__Условие задачи A__
Ответьте по отрывку из автобиографии советского читателя на три вопроса:
(i) Сколько лет было отцу, когда его расстреляли фашисты?
(ii) Какой тургеневский герой вызывал восхищение Тэлы?
(iii) Кто был соавтором хрестоматии «Читаем русскую прозу»?
__Условие задачи B__
Выпишите из записей без изменений все строки от самого начала записей до строки с «63], [171, 61]]» включительно.

__Исходный отрывок__
___

Размер шрифта
-
+

Книги, годы, жизнь. Автобиография советского читателя - стр. 14


Папа мой, папа!.. Через пятьдесят лет после этого вечера, когда мы с тобой «кутили», тебя, 85-летнего старика, расстреляли фашисты, занявшие наш город. Ты не получил даже того трехаршинного домика, который тебе сулила Юзефа, и я не знаю, где тебя схоронили. Мне некуда прийти сказать тебе, что я живу честно, никого не обижаю, что я тружусь, и хорошие люди меня уважают… Я говорю тебе это – здесь.


Та же Тэла заразила меня интересом и любовью к Тургеневу. Она восхищалась Базаровым («Мне нравится даже его грубость!»), и с ее легкой руки я кинулась к «Отцам и детям», «Накануне», «Дворянскому гнезду». Нет, к Базарову меня привлек не бесшабашный нигилизм, не эпатаж, не страсть к разрушению. Привлекла его человеческая мощь, его способность к героическому и крупному действию, которые ярче всего обнаруживаются в ключевом эпизоде его смерти. Как написал эту сцену Тургенев! Спустя многие годы именно эту смерть-действие, смерть-поступок я выберу для анализа в своей хрестоматии «Читаем русскую прозу», и мой тогдашний соавтор Василий Шевцов скажет, прочитав мой комментарий: «Да, чувствуется ваше личное отношение…»

___

[Собранные записи данных]

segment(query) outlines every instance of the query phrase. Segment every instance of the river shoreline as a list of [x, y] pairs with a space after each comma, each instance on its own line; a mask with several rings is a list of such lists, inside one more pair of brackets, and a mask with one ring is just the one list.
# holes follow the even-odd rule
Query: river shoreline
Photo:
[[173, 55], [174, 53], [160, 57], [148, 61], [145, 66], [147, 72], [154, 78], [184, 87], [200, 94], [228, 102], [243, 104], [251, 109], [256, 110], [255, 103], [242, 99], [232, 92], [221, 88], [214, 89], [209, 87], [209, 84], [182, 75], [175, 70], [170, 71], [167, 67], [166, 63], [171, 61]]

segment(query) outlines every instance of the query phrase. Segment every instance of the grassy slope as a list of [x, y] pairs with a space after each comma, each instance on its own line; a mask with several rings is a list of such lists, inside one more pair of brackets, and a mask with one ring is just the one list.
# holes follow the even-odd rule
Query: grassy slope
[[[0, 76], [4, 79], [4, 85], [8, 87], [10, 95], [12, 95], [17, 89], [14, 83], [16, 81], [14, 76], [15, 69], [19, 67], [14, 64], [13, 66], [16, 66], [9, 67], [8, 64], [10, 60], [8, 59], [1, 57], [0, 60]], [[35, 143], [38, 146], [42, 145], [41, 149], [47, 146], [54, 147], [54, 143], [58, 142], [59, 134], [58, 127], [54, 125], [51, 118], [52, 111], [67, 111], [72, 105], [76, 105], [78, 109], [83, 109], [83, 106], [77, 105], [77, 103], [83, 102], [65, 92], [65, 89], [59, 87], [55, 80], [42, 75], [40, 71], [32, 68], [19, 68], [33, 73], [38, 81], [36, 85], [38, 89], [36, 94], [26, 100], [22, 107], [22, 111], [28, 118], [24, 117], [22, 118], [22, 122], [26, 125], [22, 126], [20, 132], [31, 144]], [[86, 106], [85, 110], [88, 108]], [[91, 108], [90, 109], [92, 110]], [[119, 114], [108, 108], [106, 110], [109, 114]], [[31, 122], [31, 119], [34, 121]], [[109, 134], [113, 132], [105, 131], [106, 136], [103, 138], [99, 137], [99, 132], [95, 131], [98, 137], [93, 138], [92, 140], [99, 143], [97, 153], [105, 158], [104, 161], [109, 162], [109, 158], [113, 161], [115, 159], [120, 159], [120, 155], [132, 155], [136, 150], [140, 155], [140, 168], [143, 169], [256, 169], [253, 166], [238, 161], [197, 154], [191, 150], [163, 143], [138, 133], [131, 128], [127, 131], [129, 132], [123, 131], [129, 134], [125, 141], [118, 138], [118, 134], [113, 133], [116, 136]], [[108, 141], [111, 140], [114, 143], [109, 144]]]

___

__Ожидаемый ответ A__
(i) 85 лет.
(ii) Базаров.
(iii) Василий Шевцов.

__Ожидаемый ответ B__
segment(query) outlines every instance of the query phrase. Segment every instance of the river shoreline as a list of [x, y] pairs with a space after each comma, each instance on its own line; a mask with several rings is a list of such lists, inside one more pair of brackets, and a mask with one ring is just the one list.
# holes follow the even-odd rule
Query: river shoreline
Photo:
[[173, 55], [174, 53], [160, 57], [148, 61], [145, 66], [147, 72], [154, 78], [184, 87], [200, 94], [228, 102], [243, 104], [251, 109], [256, 110], [255, 103], [242, 99], [232, 92], [221, 88], [214, 89], [209, 87], [209, 84], [182, 75], [175, 70], [170, 71], [167, 67], [166, 63], [171, 61]]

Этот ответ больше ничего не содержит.